### [Referring expression data]
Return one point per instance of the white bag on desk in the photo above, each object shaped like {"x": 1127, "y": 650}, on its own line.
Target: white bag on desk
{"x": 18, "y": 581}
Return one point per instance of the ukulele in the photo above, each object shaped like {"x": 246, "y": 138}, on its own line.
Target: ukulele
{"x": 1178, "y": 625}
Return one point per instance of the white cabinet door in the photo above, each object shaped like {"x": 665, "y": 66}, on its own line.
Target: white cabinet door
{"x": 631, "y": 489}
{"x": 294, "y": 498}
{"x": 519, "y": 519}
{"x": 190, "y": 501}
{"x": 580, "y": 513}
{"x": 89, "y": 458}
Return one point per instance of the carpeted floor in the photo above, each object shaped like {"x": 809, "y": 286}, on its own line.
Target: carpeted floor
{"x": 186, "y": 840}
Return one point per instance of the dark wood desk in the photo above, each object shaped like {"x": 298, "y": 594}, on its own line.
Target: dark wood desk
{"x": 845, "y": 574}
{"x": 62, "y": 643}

### [WHAT THIS TASK INVOLVES]
Starting at the line that has "Return one point per instance of the ukulele" in the records above, restate word for word every line until the one that has "Return one point per instance of the white cabinet", and include that one as well.

### [RESULT BELOW]
Return one point per instance of the ukulele in the photo above, each object shaped like {"x": 246, "y": 138}, on its own line.
Target: ukulele
{"x": 1178, "y": 625}
Return one point per instance of the white cabinet door in the photo above, each object shaped like {"x": 665, "y": 66}, on its own line.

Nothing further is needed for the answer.